→ Task requirements: Render the lines of the items below as a numbered list with blank lines omitted. Begin at the line that contains "Provide the outline of every instance of the black" and stop after the line that contains "252 388 L 253".

================================

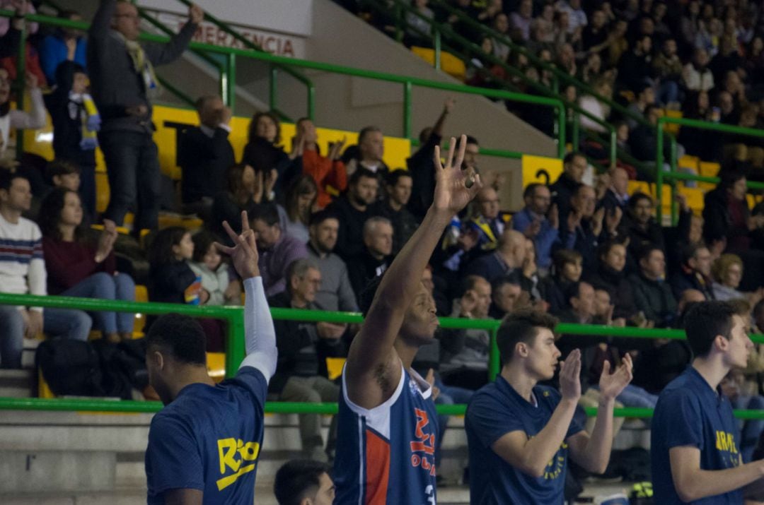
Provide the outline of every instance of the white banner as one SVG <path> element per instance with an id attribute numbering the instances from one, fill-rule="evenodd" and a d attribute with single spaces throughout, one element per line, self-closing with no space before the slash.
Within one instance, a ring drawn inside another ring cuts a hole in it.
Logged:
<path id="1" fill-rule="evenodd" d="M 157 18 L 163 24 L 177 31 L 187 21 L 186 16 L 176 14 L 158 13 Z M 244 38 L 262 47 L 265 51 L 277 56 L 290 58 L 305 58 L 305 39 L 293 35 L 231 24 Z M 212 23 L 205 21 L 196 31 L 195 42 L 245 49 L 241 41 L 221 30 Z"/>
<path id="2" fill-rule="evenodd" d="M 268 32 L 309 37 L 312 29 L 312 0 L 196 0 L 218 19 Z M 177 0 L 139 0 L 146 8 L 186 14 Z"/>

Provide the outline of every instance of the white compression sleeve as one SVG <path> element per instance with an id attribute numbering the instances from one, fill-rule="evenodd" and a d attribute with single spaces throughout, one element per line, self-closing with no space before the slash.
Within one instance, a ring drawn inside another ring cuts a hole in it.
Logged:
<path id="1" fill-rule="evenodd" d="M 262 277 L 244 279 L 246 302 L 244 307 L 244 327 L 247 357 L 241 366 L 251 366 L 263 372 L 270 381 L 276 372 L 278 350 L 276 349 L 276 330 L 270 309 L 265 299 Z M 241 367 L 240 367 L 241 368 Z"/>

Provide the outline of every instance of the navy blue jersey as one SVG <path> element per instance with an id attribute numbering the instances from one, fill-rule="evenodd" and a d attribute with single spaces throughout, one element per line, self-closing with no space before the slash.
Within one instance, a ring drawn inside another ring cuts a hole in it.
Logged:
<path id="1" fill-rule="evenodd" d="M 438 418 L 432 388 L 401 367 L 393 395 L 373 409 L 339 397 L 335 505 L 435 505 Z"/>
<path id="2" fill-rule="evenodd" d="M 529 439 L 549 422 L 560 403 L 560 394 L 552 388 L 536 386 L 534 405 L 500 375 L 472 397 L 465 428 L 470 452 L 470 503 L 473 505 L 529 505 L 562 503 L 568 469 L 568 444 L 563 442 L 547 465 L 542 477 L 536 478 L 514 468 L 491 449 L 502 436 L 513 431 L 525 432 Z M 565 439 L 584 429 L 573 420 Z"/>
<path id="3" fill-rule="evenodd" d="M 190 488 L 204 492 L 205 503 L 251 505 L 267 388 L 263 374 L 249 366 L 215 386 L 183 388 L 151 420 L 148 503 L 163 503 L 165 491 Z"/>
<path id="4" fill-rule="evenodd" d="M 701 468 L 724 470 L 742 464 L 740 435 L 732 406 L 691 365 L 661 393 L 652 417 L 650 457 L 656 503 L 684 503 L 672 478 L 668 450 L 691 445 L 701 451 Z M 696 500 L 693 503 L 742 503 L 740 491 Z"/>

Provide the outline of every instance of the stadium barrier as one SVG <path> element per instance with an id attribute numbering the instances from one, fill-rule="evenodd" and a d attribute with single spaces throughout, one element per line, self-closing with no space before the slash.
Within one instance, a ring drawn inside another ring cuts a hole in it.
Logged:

================================

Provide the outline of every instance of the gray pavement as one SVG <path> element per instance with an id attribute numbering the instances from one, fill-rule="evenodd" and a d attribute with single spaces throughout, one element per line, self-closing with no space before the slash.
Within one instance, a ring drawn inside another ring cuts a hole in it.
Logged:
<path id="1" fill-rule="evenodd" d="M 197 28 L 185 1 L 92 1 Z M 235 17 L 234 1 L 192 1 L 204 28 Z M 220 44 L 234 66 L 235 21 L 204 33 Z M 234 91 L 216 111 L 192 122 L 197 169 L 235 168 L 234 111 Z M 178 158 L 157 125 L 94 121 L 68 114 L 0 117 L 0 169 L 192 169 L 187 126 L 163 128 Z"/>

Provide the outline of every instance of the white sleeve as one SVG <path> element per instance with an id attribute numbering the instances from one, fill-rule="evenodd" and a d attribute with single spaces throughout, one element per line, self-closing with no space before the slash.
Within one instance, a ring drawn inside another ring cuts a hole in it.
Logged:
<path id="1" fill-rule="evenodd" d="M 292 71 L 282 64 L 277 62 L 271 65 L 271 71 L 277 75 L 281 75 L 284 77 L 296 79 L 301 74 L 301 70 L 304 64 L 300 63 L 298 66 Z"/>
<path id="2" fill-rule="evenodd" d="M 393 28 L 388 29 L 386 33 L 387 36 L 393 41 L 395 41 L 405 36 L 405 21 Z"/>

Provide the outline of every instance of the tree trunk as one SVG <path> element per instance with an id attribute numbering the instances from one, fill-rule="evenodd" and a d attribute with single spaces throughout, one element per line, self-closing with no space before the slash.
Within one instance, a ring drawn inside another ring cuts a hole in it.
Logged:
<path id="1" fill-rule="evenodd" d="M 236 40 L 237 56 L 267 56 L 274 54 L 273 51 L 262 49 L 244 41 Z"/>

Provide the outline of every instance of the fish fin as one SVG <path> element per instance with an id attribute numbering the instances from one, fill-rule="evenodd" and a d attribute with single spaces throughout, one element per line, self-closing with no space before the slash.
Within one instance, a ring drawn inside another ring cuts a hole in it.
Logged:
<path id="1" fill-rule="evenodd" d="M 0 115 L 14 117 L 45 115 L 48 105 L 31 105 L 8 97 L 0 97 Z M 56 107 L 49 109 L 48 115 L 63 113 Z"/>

================================

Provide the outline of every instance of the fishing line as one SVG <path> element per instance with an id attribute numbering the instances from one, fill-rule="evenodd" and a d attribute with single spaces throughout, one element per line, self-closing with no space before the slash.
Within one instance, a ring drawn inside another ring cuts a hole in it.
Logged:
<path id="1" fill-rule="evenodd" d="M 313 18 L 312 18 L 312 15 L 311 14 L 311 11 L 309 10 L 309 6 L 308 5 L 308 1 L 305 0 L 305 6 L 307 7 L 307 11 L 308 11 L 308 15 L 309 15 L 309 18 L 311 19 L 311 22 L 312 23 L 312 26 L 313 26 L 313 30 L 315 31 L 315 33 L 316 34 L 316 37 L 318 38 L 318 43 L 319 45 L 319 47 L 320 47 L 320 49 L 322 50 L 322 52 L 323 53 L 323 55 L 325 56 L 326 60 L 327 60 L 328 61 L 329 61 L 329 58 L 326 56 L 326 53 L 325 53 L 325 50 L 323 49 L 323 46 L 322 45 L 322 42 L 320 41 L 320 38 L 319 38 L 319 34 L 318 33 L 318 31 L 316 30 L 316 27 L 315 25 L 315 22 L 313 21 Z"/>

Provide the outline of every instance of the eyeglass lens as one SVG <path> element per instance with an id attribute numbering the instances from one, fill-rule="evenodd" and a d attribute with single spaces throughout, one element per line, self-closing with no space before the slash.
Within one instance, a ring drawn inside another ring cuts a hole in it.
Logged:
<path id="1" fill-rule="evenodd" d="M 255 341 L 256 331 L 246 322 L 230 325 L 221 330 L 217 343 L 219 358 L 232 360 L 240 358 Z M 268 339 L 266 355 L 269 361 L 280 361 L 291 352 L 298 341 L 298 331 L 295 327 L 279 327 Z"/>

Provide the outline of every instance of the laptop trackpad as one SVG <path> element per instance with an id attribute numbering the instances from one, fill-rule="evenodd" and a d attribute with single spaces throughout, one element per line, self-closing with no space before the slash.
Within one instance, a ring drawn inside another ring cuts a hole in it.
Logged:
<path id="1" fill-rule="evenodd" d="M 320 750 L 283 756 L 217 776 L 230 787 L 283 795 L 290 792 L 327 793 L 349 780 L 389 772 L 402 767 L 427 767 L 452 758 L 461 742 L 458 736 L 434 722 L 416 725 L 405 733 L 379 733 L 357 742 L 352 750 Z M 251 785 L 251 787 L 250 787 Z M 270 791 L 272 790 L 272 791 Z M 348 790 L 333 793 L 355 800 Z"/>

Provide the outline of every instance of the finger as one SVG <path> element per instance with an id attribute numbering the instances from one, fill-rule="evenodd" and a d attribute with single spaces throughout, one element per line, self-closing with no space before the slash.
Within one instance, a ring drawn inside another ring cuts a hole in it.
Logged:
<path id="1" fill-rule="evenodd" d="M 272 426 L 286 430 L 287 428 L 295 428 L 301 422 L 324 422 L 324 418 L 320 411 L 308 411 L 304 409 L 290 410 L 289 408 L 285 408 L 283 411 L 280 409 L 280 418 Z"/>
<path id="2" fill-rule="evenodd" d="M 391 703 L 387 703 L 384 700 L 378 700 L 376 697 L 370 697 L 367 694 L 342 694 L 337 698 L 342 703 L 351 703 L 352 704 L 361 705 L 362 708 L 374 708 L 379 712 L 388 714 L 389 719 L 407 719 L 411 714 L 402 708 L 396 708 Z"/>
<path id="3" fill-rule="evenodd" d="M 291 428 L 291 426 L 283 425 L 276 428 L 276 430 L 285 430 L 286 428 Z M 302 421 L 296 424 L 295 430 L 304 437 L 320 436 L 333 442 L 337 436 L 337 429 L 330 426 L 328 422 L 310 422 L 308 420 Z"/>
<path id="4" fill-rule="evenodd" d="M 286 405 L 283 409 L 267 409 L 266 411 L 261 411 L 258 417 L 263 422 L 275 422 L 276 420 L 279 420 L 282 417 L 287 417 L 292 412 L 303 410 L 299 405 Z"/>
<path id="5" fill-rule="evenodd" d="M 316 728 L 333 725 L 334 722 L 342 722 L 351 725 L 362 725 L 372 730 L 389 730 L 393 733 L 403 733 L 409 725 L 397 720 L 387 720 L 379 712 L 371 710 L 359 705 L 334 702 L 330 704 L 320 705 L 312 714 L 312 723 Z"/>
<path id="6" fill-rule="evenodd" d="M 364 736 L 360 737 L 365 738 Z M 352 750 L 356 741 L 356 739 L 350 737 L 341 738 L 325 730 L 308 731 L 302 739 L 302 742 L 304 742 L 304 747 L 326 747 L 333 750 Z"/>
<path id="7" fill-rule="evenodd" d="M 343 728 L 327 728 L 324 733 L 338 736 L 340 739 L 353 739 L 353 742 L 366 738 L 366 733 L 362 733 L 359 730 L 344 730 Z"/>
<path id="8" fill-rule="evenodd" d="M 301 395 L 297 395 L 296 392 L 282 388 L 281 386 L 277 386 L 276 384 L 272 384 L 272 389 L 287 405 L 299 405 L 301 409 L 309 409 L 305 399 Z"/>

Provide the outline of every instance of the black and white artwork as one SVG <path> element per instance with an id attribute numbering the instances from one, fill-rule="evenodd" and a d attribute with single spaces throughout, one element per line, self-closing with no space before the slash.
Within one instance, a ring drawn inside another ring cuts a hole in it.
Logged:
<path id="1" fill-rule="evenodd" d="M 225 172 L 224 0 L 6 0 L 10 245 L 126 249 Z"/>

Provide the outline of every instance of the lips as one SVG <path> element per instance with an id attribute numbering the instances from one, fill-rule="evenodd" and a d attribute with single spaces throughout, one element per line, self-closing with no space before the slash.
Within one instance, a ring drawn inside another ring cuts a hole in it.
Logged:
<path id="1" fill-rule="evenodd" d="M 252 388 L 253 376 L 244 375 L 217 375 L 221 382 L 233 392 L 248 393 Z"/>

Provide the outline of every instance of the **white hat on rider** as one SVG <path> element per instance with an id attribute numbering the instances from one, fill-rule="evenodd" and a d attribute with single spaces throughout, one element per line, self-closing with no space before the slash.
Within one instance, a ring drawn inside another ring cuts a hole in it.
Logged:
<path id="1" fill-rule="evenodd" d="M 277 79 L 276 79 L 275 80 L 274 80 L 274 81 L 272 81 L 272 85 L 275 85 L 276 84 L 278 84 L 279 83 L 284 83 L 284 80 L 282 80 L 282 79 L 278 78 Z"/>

================================

→ Written solution:
1. Provide the outline of every instance of the black and white artwork as one SVG <path> element per instance with an id attribute numbering the instances from one, fill-rule="evenodd" and a d attribute with single spaces throughout, one element per line, self-closing with no space before the slash.
2. Within one instance, a ring drawn inside another ring cuts a hole in it.
3. Logged:
4. <path id="1" fill-rule="evenodd" d="M 225 172 L 224 0 L 6 0 L 10 245 L 126 249 Z"/>
5. Provide the outline of every instance of the lips as one SVG <path> element per instance with an id attribute numbering the instances from one, fill-rule="evenodd" and a d attribute with single spaces throughout, one element per line, self-closing with no space before the slash.
6. Within one instance, a ring drawn inside another ring cuts a hole in it.
7. Logged:
8. <path id="1" fill-rule="evenodd" d="M 252 388 L 253 376 L 244 375 L 217 375 L 221 382 L 233 392 L 248 393 Z"/>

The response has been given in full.